== Directions ==
Look in the data below for the line that contains "Note to the class: identify the concrete wall". Copy that line and the remaining lines exactly.

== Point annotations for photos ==

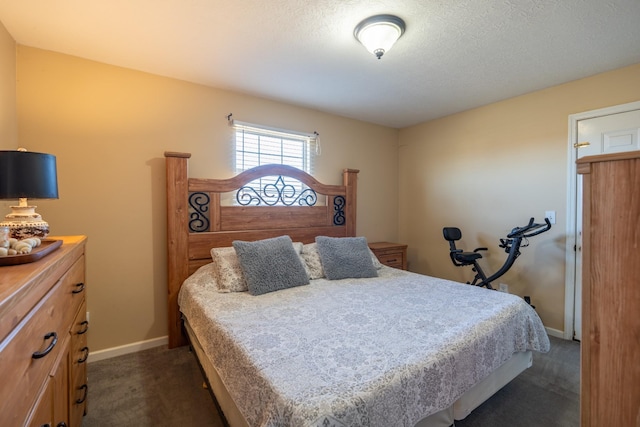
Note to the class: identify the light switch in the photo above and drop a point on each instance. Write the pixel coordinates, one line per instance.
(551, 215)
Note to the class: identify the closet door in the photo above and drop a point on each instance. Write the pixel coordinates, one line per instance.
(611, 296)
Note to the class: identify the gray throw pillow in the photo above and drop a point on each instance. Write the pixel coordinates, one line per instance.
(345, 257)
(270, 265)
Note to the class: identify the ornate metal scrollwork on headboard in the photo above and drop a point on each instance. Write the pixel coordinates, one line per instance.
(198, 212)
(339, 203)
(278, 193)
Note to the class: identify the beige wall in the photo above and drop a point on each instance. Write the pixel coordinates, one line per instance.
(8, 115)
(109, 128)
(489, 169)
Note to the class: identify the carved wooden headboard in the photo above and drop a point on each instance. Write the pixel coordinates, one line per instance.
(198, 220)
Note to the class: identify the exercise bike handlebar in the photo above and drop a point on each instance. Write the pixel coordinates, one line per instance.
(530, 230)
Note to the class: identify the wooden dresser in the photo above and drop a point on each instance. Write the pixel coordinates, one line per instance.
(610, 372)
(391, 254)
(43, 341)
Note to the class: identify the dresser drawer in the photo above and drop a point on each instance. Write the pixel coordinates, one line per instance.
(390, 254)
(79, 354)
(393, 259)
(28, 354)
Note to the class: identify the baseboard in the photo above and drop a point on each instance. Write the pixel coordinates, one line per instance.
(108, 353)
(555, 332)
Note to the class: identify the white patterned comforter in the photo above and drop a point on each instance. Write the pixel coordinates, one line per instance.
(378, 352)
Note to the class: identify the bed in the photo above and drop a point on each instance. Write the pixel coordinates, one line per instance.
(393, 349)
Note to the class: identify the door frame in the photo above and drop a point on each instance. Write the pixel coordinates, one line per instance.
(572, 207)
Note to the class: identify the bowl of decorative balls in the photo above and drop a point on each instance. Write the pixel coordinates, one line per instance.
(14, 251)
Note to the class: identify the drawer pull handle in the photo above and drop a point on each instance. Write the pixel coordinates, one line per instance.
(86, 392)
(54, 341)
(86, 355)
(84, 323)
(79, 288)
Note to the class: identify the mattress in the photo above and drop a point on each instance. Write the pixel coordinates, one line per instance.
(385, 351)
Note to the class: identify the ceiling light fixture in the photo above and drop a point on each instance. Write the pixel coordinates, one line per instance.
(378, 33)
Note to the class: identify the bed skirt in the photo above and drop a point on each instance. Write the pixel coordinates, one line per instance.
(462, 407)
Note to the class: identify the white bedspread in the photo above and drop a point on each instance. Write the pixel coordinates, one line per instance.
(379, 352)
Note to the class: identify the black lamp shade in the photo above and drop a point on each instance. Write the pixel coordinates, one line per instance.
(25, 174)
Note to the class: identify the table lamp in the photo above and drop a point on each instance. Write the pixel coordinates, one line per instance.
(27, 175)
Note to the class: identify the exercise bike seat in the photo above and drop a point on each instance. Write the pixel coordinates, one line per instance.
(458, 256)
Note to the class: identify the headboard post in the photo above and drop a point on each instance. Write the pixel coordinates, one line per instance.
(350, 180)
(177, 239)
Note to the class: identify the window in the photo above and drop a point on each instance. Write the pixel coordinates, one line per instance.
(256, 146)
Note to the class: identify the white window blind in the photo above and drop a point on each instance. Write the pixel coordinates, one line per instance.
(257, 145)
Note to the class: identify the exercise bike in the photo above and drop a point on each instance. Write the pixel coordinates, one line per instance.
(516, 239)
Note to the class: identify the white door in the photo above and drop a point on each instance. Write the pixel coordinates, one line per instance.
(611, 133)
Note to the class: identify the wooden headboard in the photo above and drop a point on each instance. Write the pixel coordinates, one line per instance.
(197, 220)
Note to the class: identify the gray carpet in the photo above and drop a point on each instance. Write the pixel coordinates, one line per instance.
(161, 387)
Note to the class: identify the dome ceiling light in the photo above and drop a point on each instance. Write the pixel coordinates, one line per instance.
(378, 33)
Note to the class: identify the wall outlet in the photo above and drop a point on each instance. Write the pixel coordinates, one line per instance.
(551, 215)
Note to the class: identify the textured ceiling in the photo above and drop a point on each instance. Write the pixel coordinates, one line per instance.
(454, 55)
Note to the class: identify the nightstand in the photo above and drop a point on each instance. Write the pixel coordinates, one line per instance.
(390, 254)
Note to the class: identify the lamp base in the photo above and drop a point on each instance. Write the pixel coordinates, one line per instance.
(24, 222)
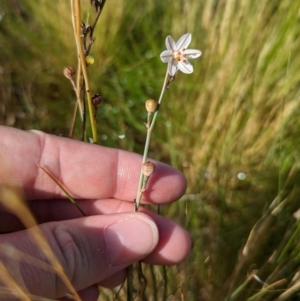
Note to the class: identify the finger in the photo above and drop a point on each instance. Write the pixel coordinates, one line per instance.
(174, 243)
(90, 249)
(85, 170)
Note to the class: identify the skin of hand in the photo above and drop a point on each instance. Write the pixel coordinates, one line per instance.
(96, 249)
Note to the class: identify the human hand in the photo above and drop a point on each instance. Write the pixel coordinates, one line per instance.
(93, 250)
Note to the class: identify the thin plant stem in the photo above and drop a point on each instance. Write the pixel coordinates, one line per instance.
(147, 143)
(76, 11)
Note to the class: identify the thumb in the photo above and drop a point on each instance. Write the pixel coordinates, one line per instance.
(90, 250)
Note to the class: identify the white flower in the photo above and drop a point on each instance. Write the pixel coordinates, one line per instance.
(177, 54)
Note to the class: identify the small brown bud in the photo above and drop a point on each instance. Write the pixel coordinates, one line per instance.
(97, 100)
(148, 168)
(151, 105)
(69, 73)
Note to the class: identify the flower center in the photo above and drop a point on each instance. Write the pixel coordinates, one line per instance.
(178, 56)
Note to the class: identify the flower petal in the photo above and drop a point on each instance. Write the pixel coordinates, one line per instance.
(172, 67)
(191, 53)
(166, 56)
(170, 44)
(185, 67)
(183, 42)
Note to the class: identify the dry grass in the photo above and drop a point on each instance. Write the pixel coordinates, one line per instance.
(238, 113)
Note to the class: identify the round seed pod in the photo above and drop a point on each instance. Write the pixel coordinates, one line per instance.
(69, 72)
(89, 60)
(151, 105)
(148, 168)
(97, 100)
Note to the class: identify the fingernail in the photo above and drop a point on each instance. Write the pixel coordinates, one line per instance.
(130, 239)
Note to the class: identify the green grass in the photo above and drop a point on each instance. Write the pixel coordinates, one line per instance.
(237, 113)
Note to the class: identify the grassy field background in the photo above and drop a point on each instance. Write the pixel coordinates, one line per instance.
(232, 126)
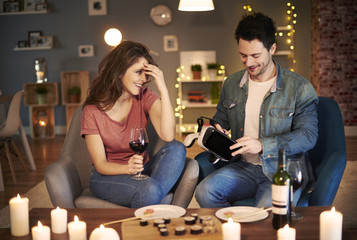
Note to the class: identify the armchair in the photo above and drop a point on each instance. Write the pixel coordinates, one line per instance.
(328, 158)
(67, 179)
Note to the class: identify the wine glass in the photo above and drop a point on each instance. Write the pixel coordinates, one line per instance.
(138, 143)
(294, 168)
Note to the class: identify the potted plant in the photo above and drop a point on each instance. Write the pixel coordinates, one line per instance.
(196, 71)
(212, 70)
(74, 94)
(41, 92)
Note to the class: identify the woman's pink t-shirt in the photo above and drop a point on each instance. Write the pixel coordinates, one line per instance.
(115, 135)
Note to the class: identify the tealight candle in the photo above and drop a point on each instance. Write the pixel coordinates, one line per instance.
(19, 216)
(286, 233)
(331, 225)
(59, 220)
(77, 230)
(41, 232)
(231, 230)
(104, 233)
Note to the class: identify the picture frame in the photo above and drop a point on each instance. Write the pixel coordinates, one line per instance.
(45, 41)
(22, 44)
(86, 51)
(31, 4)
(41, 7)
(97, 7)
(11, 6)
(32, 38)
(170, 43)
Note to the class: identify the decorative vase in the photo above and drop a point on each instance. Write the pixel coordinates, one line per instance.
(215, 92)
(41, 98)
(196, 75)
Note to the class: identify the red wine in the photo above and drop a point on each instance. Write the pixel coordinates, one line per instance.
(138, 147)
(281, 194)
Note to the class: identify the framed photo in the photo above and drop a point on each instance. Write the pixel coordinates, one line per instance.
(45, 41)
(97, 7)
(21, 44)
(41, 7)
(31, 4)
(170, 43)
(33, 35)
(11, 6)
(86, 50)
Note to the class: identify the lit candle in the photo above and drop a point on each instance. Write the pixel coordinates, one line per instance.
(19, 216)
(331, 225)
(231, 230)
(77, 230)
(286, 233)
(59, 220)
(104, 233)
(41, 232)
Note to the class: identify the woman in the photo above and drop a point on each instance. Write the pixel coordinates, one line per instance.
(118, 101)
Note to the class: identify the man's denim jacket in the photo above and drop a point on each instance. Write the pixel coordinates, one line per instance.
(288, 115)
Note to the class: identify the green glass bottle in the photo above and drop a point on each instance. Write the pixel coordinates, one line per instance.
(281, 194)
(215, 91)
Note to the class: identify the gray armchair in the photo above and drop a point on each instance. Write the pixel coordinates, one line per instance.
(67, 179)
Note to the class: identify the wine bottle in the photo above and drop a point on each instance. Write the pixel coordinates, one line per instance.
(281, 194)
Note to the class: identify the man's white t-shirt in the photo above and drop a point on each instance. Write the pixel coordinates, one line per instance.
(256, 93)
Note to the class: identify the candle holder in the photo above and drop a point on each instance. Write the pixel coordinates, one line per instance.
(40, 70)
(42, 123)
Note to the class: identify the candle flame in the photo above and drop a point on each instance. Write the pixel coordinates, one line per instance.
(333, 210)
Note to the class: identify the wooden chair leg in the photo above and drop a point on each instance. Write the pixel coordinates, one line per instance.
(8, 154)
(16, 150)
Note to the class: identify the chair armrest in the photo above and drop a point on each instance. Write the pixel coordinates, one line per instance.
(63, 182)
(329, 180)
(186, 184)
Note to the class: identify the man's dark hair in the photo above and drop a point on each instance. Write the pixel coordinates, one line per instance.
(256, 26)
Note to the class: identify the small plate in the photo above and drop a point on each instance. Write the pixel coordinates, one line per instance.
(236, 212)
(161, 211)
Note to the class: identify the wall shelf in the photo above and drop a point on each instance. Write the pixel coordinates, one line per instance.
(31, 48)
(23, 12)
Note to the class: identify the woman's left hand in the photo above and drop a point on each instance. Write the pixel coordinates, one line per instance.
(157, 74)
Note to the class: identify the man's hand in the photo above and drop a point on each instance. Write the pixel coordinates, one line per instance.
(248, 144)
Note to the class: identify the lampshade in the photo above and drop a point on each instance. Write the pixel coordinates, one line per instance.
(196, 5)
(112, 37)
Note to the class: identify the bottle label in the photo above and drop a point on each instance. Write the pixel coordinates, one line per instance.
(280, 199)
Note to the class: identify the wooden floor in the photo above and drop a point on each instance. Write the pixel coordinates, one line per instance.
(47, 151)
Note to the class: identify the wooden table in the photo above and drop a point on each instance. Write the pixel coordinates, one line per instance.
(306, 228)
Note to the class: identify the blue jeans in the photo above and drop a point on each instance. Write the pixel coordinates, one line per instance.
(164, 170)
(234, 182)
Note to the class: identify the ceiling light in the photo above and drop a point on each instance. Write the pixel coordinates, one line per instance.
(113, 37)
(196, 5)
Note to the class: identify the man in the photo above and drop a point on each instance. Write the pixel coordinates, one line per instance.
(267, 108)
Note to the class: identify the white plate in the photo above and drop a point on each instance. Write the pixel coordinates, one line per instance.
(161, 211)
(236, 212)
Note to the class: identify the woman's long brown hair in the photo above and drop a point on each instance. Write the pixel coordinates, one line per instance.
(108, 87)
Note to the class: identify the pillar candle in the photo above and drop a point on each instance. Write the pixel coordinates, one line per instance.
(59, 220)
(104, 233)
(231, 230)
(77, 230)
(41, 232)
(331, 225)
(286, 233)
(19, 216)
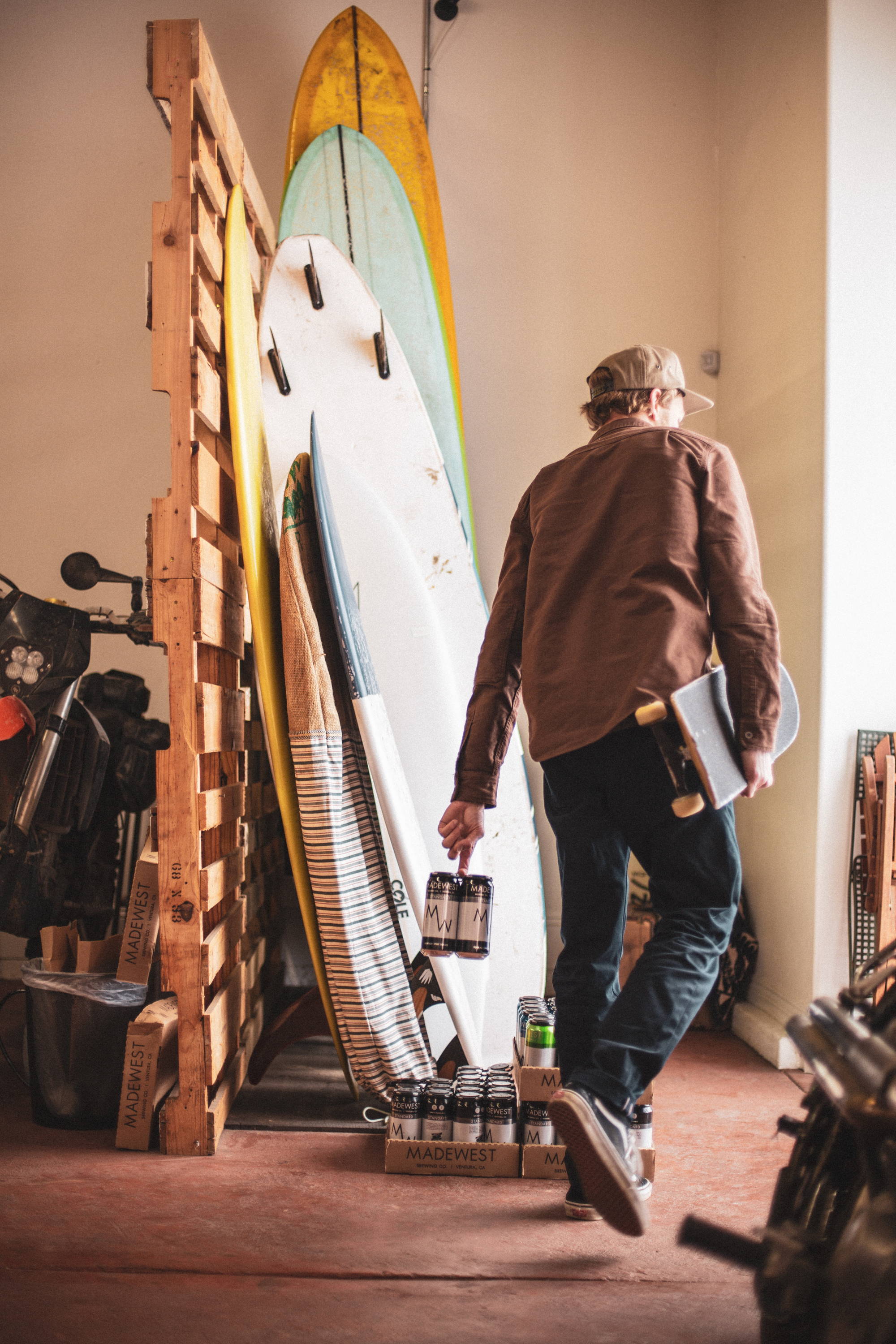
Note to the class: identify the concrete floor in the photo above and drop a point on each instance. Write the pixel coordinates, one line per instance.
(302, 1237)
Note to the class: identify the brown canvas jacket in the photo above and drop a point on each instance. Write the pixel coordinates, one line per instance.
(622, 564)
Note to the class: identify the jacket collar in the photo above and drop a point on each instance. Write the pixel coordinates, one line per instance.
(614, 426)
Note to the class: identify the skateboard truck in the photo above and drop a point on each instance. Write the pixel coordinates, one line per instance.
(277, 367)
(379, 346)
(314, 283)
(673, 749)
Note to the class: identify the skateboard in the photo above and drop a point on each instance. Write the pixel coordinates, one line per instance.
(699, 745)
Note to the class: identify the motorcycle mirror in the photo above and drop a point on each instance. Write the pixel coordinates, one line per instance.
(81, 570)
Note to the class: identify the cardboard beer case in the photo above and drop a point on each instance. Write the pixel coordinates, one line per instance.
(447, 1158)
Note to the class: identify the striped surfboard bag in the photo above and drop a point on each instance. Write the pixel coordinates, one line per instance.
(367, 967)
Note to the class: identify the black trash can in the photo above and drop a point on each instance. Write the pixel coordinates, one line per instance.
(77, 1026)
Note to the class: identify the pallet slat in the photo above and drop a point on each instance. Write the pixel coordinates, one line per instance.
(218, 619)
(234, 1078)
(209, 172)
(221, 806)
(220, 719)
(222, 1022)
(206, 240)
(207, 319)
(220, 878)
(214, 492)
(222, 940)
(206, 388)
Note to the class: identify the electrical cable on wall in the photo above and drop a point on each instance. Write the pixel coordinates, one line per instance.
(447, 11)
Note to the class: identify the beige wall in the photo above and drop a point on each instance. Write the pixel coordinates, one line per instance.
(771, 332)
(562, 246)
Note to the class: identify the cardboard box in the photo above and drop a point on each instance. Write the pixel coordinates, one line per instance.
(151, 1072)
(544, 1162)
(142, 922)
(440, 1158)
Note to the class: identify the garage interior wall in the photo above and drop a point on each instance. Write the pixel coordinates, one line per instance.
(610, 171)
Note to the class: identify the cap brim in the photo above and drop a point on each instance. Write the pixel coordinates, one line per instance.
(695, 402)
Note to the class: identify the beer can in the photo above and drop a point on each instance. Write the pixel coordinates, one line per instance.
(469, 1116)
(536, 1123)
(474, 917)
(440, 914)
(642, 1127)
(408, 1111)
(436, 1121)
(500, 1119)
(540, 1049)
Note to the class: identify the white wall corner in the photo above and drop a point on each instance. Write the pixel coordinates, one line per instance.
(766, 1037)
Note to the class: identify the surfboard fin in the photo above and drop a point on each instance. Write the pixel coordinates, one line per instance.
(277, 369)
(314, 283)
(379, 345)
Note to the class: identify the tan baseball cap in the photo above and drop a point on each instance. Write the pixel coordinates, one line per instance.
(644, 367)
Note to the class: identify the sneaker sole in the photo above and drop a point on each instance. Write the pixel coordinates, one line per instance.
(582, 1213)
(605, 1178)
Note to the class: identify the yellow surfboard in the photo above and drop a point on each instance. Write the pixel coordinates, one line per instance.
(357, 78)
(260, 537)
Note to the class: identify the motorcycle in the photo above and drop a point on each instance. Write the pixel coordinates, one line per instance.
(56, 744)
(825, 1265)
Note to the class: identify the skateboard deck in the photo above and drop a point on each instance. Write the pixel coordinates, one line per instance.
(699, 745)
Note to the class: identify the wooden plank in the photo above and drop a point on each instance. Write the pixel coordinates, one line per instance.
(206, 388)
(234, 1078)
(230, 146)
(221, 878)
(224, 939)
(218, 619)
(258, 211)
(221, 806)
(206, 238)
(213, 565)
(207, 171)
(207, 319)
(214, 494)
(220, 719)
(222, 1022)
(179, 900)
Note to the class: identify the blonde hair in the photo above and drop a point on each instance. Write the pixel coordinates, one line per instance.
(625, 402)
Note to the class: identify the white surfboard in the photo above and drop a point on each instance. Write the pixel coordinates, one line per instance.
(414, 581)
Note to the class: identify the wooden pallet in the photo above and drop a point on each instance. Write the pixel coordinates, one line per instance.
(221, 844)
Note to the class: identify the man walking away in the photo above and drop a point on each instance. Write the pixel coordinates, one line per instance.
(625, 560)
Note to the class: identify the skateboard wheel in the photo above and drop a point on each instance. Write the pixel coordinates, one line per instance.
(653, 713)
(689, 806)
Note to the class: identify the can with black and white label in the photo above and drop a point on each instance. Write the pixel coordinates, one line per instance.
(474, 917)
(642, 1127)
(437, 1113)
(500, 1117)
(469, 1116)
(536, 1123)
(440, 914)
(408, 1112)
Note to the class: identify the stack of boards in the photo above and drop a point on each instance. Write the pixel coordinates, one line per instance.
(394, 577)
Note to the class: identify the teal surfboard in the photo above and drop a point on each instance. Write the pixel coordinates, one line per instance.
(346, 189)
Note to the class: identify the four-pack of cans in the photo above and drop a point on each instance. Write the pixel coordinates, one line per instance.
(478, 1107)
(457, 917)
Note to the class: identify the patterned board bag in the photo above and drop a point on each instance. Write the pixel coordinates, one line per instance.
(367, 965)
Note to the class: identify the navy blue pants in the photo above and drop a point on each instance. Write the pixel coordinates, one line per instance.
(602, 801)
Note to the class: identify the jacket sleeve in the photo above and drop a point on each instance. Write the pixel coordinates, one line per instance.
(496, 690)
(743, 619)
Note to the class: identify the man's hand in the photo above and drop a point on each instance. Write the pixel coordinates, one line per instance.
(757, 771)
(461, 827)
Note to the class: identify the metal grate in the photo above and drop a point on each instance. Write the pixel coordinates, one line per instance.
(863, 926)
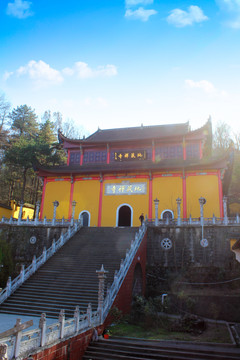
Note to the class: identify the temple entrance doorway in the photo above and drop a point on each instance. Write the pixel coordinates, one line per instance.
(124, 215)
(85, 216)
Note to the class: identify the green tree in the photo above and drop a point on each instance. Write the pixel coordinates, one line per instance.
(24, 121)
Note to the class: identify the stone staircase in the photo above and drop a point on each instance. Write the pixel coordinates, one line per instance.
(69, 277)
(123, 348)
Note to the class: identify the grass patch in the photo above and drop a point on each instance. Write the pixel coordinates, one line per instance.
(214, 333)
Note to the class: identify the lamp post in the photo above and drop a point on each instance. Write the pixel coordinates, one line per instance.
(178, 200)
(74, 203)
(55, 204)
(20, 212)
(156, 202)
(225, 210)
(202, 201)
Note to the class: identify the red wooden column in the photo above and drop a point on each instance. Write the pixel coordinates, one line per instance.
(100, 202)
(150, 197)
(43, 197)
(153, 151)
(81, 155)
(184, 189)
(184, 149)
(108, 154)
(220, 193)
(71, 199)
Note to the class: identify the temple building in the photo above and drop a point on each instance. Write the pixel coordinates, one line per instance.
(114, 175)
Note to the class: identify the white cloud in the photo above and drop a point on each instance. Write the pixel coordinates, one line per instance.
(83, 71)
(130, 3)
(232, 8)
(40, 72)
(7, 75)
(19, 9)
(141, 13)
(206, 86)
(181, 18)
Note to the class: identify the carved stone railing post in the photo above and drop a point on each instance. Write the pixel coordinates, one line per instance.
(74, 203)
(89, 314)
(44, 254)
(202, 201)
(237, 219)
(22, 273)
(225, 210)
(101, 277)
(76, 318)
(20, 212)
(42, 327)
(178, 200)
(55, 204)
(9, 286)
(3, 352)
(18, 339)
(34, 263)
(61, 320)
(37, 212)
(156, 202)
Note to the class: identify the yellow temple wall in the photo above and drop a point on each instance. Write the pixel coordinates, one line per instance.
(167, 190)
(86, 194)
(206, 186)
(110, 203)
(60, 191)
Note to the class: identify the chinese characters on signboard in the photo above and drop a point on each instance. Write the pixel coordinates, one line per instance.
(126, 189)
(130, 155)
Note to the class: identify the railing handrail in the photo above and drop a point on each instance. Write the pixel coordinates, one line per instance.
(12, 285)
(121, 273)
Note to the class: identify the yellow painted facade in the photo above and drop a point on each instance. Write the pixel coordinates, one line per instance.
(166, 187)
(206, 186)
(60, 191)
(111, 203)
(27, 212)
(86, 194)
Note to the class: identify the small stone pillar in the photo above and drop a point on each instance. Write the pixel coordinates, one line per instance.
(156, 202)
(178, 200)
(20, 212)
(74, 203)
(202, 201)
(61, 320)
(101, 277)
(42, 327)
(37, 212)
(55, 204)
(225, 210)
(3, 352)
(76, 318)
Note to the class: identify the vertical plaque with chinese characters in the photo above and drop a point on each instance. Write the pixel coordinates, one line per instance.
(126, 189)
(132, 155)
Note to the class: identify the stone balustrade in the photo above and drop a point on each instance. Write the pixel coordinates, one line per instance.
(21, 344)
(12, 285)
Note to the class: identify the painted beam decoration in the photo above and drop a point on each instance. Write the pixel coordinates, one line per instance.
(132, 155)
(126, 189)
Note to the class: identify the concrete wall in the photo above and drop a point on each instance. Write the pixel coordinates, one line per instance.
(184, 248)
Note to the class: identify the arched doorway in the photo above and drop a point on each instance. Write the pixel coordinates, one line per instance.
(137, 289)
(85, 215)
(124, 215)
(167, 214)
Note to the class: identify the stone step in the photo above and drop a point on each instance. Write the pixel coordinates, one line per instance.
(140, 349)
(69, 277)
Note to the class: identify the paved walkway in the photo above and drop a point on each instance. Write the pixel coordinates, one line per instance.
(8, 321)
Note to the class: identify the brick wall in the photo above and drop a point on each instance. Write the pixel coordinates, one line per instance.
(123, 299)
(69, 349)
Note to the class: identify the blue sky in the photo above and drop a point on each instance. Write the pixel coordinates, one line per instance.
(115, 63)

== Task result ==
Note to the class: identify the concrete wall in the photo above and drop a point on each instance. Write the pixel coordinates, one line per instance.
(184, 248)
Note to the class: identify the arched doorway in the photo above and drop a point on each instance. Write the pixel coordinates, one line per instance.
(137, 289)
(85, 215)
(124, 215)
(167, 214)
Note to the class: identify the stone step in the photo above and drop a point on each instance. Write the pixel coordinates, one line per instance.
(140, 349)
(69, 277)
Note to the class: identify the paved walkway in the photo above and drop a point on each instance. Write the pixel coordinates, one line per instance.
(8, 321)
Note to the class: identify the brick wall in the photo above and drop a point on each instance. Write the pixel coordinates, one line per instance.
(123, 299)
(69, 349)
Note to the class: identify the blue sky in the photo above and drop a point on each instance. Write the pixel coordinates, one line per instance.
(115, 63)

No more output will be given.